Exercise requirements:
Reproduce the data below verbatim from the line containing "Indicate the balloon" through its final line, and produce nothing more.

[Entries from a pointing dataset]
= = = = = = =
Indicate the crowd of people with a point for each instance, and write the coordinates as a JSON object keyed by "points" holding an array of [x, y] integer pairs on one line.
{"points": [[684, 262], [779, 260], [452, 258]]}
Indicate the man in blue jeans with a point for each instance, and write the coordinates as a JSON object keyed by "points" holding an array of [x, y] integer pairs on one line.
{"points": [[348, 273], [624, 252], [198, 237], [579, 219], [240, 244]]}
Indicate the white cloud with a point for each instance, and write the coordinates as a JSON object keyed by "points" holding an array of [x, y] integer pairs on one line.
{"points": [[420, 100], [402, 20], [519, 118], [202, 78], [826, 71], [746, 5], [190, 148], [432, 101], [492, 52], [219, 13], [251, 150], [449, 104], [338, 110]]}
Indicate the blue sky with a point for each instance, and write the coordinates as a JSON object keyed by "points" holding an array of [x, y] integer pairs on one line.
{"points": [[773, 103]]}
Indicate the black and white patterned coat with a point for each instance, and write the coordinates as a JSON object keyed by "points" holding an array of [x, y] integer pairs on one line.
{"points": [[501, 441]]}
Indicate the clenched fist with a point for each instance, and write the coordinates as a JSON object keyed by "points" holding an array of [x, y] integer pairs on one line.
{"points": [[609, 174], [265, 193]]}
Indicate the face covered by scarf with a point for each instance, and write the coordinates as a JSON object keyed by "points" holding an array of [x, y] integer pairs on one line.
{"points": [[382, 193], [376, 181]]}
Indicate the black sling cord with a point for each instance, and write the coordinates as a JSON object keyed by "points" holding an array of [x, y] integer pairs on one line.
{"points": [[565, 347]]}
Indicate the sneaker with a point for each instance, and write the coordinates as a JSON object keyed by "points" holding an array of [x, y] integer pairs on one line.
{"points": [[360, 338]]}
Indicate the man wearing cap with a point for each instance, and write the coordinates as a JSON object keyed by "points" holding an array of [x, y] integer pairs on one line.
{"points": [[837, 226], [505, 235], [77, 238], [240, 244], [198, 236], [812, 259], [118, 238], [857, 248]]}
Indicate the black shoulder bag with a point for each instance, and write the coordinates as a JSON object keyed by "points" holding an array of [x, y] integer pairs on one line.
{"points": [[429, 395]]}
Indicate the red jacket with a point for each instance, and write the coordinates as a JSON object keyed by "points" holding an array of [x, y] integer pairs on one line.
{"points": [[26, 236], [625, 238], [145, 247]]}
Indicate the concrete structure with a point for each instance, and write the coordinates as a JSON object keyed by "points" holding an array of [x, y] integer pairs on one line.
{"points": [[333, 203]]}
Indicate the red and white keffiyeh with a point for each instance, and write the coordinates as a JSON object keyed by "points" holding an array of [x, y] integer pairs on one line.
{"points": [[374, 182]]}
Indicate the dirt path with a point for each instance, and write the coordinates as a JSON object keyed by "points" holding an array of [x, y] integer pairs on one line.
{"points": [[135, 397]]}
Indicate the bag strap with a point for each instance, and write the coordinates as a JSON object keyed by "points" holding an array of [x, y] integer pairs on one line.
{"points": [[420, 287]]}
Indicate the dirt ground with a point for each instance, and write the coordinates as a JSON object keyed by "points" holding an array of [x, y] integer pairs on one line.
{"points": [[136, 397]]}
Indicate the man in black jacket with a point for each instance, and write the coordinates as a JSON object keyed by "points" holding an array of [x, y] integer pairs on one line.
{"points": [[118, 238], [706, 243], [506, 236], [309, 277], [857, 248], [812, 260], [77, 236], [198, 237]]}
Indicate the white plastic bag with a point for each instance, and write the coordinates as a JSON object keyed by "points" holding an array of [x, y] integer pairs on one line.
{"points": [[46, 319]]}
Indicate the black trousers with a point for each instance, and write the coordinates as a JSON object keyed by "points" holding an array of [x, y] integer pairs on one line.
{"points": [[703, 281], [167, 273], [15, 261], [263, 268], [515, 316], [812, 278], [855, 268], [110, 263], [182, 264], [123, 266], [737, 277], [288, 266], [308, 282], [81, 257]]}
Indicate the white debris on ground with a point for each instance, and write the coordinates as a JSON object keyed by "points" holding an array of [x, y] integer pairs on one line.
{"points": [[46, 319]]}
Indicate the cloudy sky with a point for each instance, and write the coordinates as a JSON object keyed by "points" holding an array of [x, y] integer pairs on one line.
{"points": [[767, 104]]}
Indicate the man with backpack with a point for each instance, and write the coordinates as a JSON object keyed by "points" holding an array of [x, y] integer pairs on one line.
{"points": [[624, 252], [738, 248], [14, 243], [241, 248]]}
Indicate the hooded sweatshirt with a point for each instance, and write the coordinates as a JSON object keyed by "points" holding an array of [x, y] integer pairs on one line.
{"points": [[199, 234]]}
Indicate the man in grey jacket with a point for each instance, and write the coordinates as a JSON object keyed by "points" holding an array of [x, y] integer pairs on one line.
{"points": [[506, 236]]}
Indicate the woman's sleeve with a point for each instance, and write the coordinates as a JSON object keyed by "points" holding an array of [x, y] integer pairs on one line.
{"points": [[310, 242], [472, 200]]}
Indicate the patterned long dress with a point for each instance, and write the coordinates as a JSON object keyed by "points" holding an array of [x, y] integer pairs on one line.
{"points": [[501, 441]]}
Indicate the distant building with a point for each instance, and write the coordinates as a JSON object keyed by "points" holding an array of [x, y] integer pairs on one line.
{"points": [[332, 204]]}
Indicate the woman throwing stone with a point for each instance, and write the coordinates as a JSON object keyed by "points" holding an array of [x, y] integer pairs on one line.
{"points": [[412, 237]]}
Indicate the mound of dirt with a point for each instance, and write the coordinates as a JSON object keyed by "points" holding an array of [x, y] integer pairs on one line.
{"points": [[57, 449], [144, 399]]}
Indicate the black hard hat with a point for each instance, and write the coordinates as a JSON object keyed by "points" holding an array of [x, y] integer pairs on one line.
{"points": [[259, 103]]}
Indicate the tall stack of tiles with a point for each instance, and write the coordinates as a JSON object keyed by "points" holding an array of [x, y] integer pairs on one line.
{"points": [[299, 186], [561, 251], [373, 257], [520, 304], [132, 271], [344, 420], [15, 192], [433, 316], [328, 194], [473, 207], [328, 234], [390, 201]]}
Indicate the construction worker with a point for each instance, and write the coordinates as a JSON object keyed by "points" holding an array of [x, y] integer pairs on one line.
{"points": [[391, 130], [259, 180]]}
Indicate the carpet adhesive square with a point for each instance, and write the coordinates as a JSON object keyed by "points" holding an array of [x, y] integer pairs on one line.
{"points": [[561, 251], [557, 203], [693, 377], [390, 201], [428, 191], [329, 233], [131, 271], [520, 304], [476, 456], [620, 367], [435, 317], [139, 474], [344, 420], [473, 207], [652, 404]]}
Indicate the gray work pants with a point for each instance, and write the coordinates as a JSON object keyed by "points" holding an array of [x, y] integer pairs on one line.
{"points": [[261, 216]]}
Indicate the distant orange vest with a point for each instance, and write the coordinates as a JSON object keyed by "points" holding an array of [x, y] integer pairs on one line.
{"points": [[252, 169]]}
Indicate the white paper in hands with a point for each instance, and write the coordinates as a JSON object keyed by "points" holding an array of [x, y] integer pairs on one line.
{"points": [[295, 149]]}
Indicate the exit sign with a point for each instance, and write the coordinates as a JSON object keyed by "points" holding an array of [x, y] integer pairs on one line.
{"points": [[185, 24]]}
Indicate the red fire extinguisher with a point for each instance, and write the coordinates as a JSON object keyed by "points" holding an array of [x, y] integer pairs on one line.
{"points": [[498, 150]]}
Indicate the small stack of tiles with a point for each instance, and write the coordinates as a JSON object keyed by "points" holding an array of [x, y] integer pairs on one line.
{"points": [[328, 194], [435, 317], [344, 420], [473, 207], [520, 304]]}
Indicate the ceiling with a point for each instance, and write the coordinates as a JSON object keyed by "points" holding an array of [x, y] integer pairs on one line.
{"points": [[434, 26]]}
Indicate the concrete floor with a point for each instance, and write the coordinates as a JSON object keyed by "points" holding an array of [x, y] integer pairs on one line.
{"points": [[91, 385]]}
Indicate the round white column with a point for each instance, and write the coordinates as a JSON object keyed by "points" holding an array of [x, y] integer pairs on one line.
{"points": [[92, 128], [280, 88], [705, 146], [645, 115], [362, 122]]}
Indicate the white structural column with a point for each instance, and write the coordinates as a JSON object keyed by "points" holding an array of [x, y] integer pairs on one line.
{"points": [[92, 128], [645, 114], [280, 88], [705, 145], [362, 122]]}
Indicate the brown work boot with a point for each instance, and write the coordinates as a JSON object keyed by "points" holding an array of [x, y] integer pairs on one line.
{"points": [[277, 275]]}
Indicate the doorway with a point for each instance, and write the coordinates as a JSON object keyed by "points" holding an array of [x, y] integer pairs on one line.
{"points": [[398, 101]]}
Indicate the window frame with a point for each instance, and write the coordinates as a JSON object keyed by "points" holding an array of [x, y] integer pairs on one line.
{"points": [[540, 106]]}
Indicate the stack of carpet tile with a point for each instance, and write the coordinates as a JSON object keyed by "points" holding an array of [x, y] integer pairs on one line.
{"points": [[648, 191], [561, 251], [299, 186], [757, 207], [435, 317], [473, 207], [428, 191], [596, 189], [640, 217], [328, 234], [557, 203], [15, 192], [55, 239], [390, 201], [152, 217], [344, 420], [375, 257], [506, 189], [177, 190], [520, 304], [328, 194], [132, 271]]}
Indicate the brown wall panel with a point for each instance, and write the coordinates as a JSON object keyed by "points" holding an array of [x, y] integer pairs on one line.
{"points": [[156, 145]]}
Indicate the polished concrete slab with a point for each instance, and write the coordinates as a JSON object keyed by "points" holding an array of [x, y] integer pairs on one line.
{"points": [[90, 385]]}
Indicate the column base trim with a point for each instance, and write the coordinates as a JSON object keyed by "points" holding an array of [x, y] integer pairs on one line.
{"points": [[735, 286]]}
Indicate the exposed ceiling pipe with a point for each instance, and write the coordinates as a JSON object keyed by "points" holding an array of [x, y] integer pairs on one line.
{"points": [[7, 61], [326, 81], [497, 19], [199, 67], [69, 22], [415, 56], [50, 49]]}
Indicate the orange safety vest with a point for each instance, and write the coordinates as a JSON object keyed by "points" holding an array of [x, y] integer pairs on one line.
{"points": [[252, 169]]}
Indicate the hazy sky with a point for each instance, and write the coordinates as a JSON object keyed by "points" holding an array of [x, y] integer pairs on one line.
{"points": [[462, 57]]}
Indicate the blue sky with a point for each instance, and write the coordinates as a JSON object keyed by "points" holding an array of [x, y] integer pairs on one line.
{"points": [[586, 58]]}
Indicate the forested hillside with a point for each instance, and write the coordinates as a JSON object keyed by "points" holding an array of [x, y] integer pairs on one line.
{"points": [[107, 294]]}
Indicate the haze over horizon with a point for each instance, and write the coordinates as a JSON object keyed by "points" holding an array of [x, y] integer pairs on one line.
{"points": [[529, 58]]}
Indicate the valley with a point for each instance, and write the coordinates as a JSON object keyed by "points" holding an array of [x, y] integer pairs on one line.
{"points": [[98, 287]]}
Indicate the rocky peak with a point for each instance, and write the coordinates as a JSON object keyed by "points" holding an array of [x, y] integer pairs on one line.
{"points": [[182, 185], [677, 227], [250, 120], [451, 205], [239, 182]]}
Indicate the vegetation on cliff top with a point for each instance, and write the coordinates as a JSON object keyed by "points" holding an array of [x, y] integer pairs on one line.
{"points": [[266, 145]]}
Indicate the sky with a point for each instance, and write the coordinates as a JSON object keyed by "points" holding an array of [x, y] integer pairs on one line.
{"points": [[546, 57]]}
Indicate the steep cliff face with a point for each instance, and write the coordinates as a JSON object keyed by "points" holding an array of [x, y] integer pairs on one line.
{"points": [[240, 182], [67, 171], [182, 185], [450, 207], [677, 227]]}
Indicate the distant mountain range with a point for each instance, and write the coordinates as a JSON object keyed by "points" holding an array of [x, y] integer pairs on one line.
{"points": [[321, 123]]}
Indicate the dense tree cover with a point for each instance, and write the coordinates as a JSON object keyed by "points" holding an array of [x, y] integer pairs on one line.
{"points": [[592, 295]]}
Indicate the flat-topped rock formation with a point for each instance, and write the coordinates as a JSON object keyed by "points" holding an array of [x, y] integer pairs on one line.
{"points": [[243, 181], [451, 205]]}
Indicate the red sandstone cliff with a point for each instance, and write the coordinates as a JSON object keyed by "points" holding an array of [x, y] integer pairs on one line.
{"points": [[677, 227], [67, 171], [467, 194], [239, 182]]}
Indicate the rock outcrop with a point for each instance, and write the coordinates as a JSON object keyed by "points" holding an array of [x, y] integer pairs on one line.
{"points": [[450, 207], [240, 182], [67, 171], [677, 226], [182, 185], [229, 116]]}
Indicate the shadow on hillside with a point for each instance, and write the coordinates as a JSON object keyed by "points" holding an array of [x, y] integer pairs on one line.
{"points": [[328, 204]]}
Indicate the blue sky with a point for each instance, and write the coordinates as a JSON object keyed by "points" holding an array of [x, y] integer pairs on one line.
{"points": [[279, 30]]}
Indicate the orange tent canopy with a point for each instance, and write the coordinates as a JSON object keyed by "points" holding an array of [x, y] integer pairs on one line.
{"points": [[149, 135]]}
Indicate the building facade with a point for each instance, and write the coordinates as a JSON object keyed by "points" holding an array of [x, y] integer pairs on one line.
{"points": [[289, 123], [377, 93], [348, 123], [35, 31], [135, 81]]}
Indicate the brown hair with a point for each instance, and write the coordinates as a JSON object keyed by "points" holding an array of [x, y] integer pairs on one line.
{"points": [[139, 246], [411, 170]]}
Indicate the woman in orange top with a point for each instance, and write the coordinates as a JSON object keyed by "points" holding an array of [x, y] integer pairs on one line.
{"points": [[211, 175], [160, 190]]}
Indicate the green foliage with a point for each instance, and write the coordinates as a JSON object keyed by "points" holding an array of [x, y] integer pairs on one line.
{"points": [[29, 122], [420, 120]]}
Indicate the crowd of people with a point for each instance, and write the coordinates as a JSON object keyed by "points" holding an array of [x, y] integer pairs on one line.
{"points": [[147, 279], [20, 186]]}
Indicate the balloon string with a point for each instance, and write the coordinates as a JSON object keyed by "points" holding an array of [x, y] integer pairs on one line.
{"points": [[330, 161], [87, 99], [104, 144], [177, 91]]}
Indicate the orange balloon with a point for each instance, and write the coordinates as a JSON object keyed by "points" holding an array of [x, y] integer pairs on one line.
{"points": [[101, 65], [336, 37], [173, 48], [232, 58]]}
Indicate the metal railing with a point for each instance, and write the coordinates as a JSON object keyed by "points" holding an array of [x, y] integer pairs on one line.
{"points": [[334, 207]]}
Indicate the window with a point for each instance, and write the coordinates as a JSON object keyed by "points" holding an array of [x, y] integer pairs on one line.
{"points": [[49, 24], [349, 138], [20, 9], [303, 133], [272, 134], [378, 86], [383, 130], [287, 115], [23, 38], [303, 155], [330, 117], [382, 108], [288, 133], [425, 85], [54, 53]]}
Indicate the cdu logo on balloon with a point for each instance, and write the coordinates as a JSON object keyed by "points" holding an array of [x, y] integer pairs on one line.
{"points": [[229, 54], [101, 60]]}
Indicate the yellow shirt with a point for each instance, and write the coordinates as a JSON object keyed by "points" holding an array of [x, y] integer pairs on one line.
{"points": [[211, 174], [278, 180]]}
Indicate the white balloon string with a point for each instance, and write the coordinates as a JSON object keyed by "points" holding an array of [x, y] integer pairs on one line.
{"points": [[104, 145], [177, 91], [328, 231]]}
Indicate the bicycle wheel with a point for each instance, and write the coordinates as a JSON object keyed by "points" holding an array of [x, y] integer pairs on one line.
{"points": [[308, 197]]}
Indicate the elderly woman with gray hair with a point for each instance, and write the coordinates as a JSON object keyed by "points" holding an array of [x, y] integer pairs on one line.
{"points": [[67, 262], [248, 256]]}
= = = = = = =
Exercise result:
Indicate the balloon string with a point for each instance, and write the coordinates as a JSON object keyed by "points" holding an array of [x, y] integer pairs on one line.
{"points": [[330, 161], [87, 99], [104, 144], [177, 91]]}
Indicate the orange balloon with a point for each instance, and write the coordinates as a JSON object keyed by "points" holding an array of [x, y] integer pairs on one line.
{"points": [[101, 65], [336, 37], [173, 48], [232, 58]]}
Indicate the metal railing with a point for each instance, and write the coordinates as a JSON object keyed by "points" holding an array of [x, y] integer pairs on one line.
{"points": [[334, 207]]}
Indicate the window with a point for each instance, and write the coordinates as a JSON object keyed by "points" holding an array of [x, y] integer pairs on one line.
{"points": [[49, 24], [349, 138], [20, 9], [303, 133], [272, 134], [378, 86], [383, 130], [287, 115], [23, 38], [303, 155], [330, 117], [382, 108], [288, 133], [425, 85], [54, 53]]}
Indicate the cdu logo on balloon with a point for each instance, and write the coordinates as a JSON object keyed by "points" holding an array of [x, y] integer pairs on one line.
{"points": [[229, 54], [101, 60]]}
Indicate the yellow shirt with a point for each instance, and write the coordinates as a JSON object keyed by "points" holding an array of [x, y] integer pairs on one line.
{"points": [[211, 174], [278, 180]]}
Indicate the white balloon string with a point for each instance, and write the coordinates as a JSON object keyed by "points" holding an array of [x, y] integer pairs on one line.
{"points": [[104, 145], [177, 91], [328, 231]]}
Indicate the bicycle wheel with a point for each instance, and write the coordinates as a JSON object keyed by "points" holding an array of [x, y] integer pairs on one line.
{"points": [[308, 197]]}
Indicate the elderly woman with gray hair with a point for each instance, and write the coordinates as a JSON object keyed by "points" holding an array of [x, y] integer pairs on one line.
{"points": [[67, 262], [248, 256]]}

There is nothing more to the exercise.